_DATASET RECORDS_:
-- Begin --

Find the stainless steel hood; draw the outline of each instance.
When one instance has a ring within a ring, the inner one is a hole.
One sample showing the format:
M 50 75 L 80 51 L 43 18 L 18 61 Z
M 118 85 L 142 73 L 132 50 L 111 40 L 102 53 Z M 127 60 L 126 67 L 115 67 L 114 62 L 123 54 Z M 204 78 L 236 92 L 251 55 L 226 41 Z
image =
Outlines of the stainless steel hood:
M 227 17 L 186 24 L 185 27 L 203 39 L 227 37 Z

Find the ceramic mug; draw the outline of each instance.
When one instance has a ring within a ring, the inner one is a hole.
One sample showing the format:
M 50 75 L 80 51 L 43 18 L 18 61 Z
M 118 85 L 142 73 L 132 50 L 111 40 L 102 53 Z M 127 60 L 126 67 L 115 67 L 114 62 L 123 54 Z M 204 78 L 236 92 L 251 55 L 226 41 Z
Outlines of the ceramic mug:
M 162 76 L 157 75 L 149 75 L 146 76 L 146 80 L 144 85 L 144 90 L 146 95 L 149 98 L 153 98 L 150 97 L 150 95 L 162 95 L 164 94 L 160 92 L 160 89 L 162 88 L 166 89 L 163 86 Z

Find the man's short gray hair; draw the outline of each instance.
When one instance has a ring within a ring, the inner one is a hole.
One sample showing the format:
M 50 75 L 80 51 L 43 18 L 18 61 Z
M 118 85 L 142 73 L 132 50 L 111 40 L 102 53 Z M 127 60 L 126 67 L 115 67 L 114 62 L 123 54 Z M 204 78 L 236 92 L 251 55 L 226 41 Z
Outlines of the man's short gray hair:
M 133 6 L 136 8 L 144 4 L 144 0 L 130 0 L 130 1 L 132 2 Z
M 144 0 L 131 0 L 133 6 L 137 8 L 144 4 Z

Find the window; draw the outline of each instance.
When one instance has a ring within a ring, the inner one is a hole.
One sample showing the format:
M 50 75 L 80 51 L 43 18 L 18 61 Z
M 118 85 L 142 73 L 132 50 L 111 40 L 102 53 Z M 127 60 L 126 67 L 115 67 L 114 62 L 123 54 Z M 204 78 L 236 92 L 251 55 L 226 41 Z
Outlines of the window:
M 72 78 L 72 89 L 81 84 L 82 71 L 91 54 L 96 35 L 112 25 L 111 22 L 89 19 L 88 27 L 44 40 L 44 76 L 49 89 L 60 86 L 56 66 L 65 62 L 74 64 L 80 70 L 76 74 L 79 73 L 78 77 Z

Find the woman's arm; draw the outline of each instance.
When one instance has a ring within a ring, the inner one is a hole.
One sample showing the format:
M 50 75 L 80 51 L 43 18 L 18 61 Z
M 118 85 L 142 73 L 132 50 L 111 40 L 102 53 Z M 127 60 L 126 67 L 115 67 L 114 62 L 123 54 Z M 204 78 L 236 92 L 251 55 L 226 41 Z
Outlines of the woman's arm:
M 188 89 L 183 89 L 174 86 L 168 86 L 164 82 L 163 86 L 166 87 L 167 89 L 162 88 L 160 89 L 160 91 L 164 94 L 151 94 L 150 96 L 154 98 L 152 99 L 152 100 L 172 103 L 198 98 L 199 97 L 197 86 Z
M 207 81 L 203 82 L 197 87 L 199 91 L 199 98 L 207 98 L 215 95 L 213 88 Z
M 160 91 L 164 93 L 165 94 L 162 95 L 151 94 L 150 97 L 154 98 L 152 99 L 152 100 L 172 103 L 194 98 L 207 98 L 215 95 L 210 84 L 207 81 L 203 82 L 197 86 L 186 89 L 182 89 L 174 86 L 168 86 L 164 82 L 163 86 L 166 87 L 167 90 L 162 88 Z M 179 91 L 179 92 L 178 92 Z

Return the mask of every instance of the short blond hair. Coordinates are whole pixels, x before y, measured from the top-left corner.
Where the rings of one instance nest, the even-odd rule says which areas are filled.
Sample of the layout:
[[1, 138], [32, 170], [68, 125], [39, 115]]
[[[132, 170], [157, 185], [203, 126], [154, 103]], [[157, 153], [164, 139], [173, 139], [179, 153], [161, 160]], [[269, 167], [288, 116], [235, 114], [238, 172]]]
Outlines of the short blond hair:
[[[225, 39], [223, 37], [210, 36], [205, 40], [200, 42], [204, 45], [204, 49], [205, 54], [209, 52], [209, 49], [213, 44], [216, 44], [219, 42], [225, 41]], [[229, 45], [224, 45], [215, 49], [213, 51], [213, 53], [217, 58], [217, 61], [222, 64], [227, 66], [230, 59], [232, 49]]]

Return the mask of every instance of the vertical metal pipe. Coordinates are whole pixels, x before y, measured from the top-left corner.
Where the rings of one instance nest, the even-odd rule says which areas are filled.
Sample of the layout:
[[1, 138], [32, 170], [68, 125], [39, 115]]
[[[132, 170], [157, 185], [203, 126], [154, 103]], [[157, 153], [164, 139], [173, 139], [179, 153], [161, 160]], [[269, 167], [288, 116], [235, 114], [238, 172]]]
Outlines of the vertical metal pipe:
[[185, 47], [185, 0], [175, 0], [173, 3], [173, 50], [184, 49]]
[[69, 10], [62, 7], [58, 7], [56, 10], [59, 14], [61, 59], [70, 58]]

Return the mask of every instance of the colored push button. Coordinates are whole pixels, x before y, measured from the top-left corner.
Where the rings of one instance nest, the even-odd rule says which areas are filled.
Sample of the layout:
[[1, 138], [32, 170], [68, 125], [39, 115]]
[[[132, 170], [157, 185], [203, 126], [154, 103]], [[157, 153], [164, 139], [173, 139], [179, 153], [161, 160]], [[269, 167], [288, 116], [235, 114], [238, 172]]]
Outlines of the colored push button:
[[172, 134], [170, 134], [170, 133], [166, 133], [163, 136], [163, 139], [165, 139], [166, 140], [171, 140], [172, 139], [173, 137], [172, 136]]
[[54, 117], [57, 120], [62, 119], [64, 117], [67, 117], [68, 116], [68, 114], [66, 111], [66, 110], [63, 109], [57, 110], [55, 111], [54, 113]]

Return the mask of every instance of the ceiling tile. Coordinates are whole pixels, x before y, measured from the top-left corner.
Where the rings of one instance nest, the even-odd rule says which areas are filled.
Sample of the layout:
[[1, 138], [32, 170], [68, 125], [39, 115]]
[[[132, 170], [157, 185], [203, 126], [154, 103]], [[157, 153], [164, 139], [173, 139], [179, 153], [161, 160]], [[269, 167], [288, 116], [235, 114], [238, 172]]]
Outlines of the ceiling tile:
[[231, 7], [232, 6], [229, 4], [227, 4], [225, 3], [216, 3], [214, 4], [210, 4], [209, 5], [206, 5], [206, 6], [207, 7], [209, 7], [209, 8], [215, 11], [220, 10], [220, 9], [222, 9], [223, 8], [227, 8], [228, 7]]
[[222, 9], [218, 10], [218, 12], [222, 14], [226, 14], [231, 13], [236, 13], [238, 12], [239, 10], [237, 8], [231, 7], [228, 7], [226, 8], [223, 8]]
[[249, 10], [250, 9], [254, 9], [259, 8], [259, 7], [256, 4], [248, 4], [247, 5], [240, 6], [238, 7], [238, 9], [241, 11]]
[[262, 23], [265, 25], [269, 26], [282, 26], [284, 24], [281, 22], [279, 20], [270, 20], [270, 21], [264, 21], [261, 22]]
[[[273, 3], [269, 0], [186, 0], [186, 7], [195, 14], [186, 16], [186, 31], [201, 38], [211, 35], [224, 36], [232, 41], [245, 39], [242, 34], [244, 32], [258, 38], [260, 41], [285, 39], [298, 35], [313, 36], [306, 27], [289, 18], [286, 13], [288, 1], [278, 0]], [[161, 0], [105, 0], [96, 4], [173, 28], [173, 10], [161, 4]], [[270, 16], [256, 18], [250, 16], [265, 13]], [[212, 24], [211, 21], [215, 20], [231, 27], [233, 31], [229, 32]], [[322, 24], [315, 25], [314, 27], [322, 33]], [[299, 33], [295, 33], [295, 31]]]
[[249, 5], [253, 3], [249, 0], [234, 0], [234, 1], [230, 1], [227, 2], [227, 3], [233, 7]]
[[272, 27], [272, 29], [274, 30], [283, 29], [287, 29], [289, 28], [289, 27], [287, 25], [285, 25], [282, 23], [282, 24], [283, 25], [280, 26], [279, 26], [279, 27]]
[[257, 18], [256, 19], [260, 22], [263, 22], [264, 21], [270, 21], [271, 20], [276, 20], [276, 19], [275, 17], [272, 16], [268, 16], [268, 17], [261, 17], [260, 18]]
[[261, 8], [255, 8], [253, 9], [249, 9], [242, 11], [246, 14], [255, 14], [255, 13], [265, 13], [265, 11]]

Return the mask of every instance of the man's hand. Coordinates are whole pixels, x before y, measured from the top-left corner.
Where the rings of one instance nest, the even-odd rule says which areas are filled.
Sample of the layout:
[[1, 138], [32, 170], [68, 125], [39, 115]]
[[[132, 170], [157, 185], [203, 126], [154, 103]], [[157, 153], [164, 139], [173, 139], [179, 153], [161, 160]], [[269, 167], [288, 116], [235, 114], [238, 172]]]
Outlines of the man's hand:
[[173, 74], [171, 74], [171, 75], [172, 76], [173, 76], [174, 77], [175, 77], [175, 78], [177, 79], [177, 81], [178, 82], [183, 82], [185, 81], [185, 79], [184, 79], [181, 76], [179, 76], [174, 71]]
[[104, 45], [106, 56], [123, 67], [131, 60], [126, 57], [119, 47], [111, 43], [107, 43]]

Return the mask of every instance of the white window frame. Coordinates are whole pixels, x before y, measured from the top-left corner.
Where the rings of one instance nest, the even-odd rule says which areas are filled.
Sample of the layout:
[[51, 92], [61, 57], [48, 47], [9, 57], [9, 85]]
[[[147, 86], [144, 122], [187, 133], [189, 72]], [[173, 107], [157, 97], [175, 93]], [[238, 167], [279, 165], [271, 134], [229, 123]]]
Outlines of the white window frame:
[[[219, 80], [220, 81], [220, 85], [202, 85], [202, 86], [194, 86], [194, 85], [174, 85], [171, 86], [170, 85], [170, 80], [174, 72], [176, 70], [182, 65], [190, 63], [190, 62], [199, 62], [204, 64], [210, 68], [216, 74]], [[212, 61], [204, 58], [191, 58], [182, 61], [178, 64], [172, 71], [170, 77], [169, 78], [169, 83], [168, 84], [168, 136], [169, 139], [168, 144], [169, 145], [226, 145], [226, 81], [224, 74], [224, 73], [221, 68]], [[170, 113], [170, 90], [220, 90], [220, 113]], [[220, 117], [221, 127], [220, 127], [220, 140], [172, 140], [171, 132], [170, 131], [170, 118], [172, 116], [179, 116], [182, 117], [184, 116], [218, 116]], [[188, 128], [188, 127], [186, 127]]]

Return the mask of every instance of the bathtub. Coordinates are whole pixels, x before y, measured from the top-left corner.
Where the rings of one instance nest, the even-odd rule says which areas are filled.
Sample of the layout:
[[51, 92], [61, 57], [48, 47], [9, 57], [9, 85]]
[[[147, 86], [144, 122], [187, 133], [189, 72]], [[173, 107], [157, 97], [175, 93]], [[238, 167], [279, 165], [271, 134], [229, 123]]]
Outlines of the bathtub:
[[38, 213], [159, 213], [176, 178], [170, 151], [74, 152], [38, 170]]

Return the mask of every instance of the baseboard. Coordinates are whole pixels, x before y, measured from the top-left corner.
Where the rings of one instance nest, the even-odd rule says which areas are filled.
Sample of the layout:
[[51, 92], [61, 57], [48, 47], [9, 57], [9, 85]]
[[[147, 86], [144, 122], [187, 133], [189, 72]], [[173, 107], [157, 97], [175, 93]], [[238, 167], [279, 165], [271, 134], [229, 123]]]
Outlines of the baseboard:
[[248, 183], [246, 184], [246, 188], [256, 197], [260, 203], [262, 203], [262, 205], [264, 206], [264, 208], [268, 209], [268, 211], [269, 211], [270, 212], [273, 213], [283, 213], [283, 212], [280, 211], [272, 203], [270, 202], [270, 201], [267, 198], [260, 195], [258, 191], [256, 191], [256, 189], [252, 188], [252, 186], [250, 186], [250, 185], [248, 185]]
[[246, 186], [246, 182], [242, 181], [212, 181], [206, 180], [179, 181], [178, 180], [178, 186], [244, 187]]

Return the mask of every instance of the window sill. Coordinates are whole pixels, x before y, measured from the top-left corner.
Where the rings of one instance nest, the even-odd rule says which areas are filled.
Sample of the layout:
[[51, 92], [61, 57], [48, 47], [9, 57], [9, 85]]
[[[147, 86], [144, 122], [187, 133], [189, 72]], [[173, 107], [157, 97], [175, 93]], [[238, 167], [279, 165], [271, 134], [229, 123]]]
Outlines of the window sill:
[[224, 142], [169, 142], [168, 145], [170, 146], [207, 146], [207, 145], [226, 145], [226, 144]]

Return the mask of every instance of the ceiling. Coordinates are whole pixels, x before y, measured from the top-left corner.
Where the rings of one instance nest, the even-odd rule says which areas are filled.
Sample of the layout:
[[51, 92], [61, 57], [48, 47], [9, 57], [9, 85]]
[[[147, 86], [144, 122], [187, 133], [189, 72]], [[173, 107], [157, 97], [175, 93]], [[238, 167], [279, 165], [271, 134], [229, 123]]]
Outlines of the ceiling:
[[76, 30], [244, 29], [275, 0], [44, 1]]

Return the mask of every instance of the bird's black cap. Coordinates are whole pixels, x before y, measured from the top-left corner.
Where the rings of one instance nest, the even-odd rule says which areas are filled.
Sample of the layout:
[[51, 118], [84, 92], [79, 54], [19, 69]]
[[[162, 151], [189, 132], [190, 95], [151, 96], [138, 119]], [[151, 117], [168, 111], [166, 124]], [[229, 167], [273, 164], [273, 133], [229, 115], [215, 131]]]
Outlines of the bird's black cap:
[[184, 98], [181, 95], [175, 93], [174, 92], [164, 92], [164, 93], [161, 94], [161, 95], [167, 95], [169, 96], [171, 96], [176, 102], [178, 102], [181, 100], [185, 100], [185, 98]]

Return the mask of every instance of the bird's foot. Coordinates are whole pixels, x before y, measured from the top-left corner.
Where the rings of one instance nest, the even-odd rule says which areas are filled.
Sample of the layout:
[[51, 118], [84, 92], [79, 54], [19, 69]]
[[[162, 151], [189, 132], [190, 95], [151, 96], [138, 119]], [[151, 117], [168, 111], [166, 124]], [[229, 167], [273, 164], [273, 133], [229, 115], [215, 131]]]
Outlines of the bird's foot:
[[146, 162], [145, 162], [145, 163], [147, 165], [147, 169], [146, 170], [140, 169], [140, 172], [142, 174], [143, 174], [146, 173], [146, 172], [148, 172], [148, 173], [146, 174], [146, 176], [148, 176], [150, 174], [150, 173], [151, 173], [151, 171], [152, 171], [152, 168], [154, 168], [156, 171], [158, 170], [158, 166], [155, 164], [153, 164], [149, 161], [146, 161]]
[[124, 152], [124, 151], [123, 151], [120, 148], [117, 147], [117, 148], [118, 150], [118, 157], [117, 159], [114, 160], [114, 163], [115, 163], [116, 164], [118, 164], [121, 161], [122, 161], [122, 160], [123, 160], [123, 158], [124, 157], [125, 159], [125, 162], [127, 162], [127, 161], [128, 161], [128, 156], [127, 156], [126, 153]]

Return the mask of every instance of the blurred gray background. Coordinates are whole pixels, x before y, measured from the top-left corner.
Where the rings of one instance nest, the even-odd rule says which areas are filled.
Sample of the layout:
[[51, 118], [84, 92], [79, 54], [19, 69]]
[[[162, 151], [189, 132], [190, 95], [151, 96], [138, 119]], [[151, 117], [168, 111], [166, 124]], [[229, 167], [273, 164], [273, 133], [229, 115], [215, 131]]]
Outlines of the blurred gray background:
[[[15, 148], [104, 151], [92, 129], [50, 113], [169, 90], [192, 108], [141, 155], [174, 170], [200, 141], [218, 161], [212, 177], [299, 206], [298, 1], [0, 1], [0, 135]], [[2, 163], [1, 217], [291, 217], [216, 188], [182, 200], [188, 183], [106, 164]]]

-- End --

Could you rewrite the records from the start through the line containing "M 227 17 L 186", swapping "hood" for "range hood" and leaving everything else unchanged?

_COMPLETE ANSWER_:
Find the stainless steel range hood; draw the outline of each instance.
When one instance has a ring within a ring, the inner one is a hole.
One sample showing the format:
M 50 75 L 80 51 L 43 18 L 18 61 Z
M 118 85 L 142 73 L 132 50 L 111 40 L 102 53 Z M 127 60 L 126 67 L 115 67 L 114 62 L 123 54 Z M 204 78 L 236 92 L 251 55 L 226 41 Z
image =
Outlines of the stainless steel range hood:
M 227 17 L 186 24 L 185 27 L 203 39 L 227 37 Z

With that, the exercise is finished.